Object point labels
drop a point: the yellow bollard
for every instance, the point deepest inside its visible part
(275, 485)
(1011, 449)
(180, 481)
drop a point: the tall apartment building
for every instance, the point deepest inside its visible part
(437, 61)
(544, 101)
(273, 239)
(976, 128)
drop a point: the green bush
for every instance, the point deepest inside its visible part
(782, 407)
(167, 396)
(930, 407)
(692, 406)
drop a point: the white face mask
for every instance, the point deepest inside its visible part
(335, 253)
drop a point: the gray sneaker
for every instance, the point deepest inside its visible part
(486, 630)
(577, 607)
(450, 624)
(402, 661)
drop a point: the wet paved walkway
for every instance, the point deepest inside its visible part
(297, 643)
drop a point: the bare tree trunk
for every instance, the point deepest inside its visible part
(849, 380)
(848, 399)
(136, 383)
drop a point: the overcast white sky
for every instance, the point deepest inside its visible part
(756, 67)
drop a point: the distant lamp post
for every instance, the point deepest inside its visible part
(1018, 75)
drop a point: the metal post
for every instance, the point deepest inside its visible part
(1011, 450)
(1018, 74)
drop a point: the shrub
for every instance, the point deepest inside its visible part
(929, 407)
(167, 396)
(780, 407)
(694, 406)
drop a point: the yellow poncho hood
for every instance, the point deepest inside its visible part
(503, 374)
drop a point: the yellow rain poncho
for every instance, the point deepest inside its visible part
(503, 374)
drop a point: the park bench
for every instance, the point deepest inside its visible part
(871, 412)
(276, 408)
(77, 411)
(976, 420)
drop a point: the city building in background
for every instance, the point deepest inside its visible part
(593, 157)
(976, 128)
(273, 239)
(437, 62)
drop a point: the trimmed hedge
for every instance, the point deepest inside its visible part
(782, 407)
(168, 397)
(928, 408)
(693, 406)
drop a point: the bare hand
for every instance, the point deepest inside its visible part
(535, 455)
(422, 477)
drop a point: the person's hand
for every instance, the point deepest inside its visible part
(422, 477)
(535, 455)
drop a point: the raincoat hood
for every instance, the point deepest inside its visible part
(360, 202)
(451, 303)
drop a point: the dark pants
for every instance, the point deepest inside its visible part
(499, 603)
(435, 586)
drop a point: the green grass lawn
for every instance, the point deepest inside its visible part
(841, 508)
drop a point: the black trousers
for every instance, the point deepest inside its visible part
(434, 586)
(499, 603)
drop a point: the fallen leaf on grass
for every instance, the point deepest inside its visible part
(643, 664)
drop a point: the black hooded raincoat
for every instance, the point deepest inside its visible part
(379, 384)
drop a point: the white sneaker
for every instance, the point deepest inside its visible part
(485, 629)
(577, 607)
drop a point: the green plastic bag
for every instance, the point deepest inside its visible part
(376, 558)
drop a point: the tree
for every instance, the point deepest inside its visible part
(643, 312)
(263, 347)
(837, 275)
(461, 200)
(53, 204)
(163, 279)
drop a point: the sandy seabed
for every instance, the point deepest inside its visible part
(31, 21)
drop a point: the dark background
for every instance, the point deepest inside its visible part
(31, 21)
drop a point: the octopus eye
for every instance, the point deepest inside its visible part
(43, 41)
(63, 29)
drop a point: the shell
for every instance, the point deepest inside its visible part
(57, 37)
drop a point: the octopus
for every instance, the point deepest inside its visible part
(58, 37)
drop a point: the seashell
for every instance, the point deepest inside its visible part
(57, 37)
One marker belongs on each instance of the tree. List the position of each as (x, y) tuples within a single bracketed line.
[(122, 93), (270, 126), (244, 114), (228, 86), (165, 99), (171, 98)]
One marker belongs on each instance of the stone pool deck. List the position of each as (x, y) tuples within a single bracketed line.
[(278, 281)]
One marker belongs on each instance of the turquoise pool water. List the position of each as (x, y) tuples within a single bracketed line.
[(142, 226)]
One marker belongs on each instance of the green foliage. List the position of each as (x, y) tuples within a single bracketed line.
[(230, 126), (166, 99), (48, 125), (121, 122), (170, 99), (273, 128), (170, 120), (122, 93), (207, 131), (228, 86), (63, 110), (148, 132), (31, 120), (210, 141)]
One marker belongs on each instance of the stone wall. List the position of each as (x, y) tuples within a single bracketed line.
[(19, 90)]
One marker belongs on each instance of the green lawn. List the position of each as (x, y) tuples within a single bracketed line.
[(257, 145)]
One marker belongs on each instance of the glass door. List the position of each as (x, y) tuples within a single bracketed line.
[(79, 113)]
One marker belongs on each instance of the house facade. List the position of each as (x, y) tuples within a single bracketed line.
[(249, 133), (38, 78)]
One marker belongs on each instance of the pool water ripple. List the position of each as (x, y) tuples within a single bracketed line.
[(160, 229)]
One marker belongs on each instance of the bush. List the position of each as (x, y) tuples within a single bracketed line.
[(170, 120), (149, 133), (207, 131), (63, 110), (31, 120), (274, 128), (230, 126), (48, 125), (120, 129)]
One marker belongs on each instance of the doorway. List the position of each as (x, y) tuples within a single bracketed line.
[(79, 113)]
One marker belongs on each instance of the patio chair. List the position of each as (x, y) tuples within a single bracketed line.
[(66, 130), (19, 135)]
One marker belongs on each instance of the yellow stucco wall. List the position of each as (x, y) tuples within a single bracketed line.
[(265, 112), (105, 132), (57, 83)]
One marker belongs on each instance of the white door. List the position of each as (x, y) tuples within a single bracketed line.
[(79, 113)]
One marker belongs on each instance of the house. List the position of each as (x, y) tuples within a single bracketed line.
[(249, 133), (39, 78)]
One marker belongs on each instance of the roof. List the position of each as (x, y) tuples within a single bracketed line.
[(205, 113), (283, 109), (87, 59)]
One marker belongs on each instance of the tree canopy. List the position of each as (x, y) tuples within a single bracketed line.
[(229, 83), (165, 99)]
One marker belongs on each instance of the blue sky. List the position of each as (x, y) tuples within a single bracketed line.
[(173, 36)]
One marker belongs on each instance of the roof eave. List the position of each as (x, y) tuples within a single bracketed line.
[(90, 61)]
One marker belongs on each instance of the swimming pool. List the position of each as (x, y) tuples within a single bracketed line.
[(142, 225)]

The problem =>
Can you format every line of the records above as a numbered list, leaving out any blank lines?

Answer =>
1. drop a point: the yellow bollard
2. for every instance, the point deepest inside its visible part
3. (275, 485)
4. (1011, 449)
5. (180, 481)
6. drop a point: the tall apartment building
7. for every instance, the point deepest inside its visible part
8. (437, 61)
9. (544, 101)
10. (273, 239)
11. (976, 128)
12. drop a point: the green bush
13. for every instance, the point deepest inside its visible part
14. (782, 407)
15. (167, 396)
16. (930, 407)
17. (692, 406)
18. drop a point: the white face mask
19. for every instance, the point deepest inside its visible part
20. (335, 253)
21. drop a point: the gray sneaker
22. for every instance, the point deepest inside its visible part
23. (486, 630)
24. (577, 607)
25. (450, 624)
26. (402, 661)
27. drop a point: the wet paved walkway
28. for every instance, the point deepest inside its visible part
29. (297, 643)
30. drop a point: the bare tree trunk
31. for every instance, the point deepest inside its visible part
32. (849, 380)
33. (848, 399)
34. (136, 383)
35. drop a point: the overcast white sky
36. for every instance, the point deepest inside its visible part
37. (756, 67)
38. drop a point: the distant lamp post
39. for every instance, the point deepest inside its visible part
40. (1018, 75)
41. drop a point: the metal post
42. for every instance, the point deepest inside its visible part
43. (1011, 450)
44. (1018, 74)
45. drop a point: the shrub
46. for every instance, the point deepest inside its visible part
47. (929, 407)
48. (167, 396)
49. (780, 407)
50. (694, 406)
51. drop a point: the yellow poncho hood
52. for every instance, the point deepest inside its visible part
53. (503, 374)
54. drop a point: the yellow rain poncho
55. for every instance, the point deepest inside its visible part
56. (503, 374)
57. drop a point: the park bench
58. for every instance, the point deepest inside its visible part
59. (871, 412)
60. (276, 408)
61. (77, 411)
62. (976, 420)
63. drop a point: the city building in background
64. for every instance, the point deepest inside its visible part
65. (593, 157)
66. (976, 128)
67. (273, 239)
68. (437, 62)
69. drop a point: the trimmed hedge
70. for every instance, the point deepest inside its visible part
71. (782, 407)
72. (168, 397)
73. (928, 408)
74. (693, 406)
75. drop a point: the bare hand
76. for every instance, the point deepest inside its visible part
77. (535, 455)
78. (422, 477)
79. drop a point: the person's hand
80. for every instance, the point deepest inside its visible part
81. (422, 477)
82. (535, 455)
83. drop a point: the raincoat hood
84. for every instance, the point deepest inside its visible part
85. (360, 202)
86. (451, 303)
87. drop a point: the dark pants
88. for every instance, the point deepest inside its visible part
89. (499, 603)
90. (435, 586)
91. drop a point: the green grass lawn
92. for every instance, the point deepest inside its visible part
93. (841, 508)
94. drop a point: the black trousers
95. for every instance, the point deepest inside its visible part
96. (434, 586)
97. (499, 603)
98. drop a point: the fallen leaf on grass
99. for every instance, the point deepest inside its visible part
100. (643, 664)
101. drop a point: the black hooded raincoat
102. for every instance, the point deepest inside its visible part
103. (379, 384)
104. drop a point: the white sneaker
105. for every instance, the point deepest inside its visible part
106. (485, 629)
107. (577, 607)
108. drop a point: the green plastic bag
109. for every instance, the point deepest inside its visible part
110. (376, 558)
111. drop a point: the tree
112. for every instance, the point deepest inside its visible part
113. (643, 312)
114. (263, 347)
115. (837, 275)
116. (461, 200)
117. (53, 204)
118. (163, 279)
119. drop a point: the sandy seabed
120. for every instance, the point deepest inside its visible part
121. (31, 21)
122. drop a point: the dark background
123. for every instance, the point deepest inside its visible part
124. (31, 21)
125. drop a point: the octopus eye
126. for every instance, the point deepest inside its visible part
127. (43, 41)
128. (63, 29)
129. drop a point: the shell
130. for every instance, the point deepest inside its visible part
131. (57, 37)
132. drop a point: the octopus
133. for every instance, the point deepest inside its visible part
134. (58, 37)
135. drop a point: the seashell
136. for every instance, the point deepest inside its visible part
137. (57, 37)
138. One marker belongs on each instance of the tree. List the position of each as (x, y) tuples within a single bracketed line.
139. [(122, 93), (270, 126), (244, 114), (228, 86), (165, 99), (171, 98)]
140. One marker belongs on each instance of the stone pool deck. List the position of each as (x, y) tuples within a single bracketed line.
141. [(278, 281)]
142. One marker belongs on each instance of the turquoise pool water. List the position of each as (x, y) tuples within a single bracketed line.
143. [(142, 226)]
144. One marker belongs on each instance of the green foliage. List the position of each as (x, y) tuples within a single bracketed line.
145. [(230, 126), (166, 99), (48, 125), (121, 122), (170, 99), (273, 128), (170, 120), (122, 93), (207, 131), (228, 86), (63, 110), (148, 132), (31, 120), (210, 141)]
146. One marker belongs on each instance of the stone wall. List the position of each as (x, y) tuples within a single bracketed line.
147. [(19, 90)]
148. One marker belongs on each instance of the green lawn. List the position of each as (x, y) tuples within a single bracketed line.
149. [(257, 145)]
150. One marker belongs on each instance of the glass door. List the position of each as (x, y) tuples within a single bracketed line.
151. [(79, 113)]
152. One marker belongs on each instance of the house facade. List the position of each as (x, y) tuples within a single bracketed line.
153. [(249, 133), (38, 78)]
154. One marker belongs on each instance of the pool water ripple. List the position of each as (x, y) tuples within a single bracketed line.
155. [(160, 229)]
156. One marker belongs on each instance of the bush. List the position of each as (x, y) tuples within a single bracketed line.
157. [(170, 120), (149, 133), (207, 131), (63, 110), (31, 120), (274, 128), (230, 126), (48, 125), (120, 129)]
158. One marker belongs on each instance of the doorway. List the position of each as (x, y) tuples within a single bracketed line.
159. [(79, 113)]
160. One marker belongs on each instance of the patio chair. List the position of each as (x, y) tuples within a single bracketed line.
161. [(66, 130), (19, 135)]
162. One marker belongs on each instance of the yellow stucco wall. List the position of each as (x, y) tuples within a single bracketed line.
163. [(265, 112), (105, 132), (57, 83)]
164. One marker belongs on each instance of the white door. List the position of each as (x, y) tuples within a single bracketed line.
165. [(79, 113)]
166. One marker belongs on each instance of the house. List the position of each as (x, y) tuples within a single bracketed line.
167. [(249, 133), (39, 78)]
168. One marker belongs on each instance of the roof. List the position of each as (x, y) tuples within a single bracketed line.
169. [(205, 113), (283, 109), (87, 59)]
170. One marker belongs on each instance of the tree canopy. List the position of each as (x, y) tuples within a single bracketed line.
171. [(229, 83), (165, 99)]
172. One marker belongs on each instance of the blue sky. List the position of each as (x, y) tuples within a single bracketed line.
173. [(173, 36)]
174. One marker belongs on each instance of the roof eave. List the position of each as (x, y) tuples within a single bracketed line.
175. [(90, 61)]
176. One marker belongs on each instance of the swimming pool. List the position of each as (x, y) tuples within a single bracketed line.
177. [(142, 225)]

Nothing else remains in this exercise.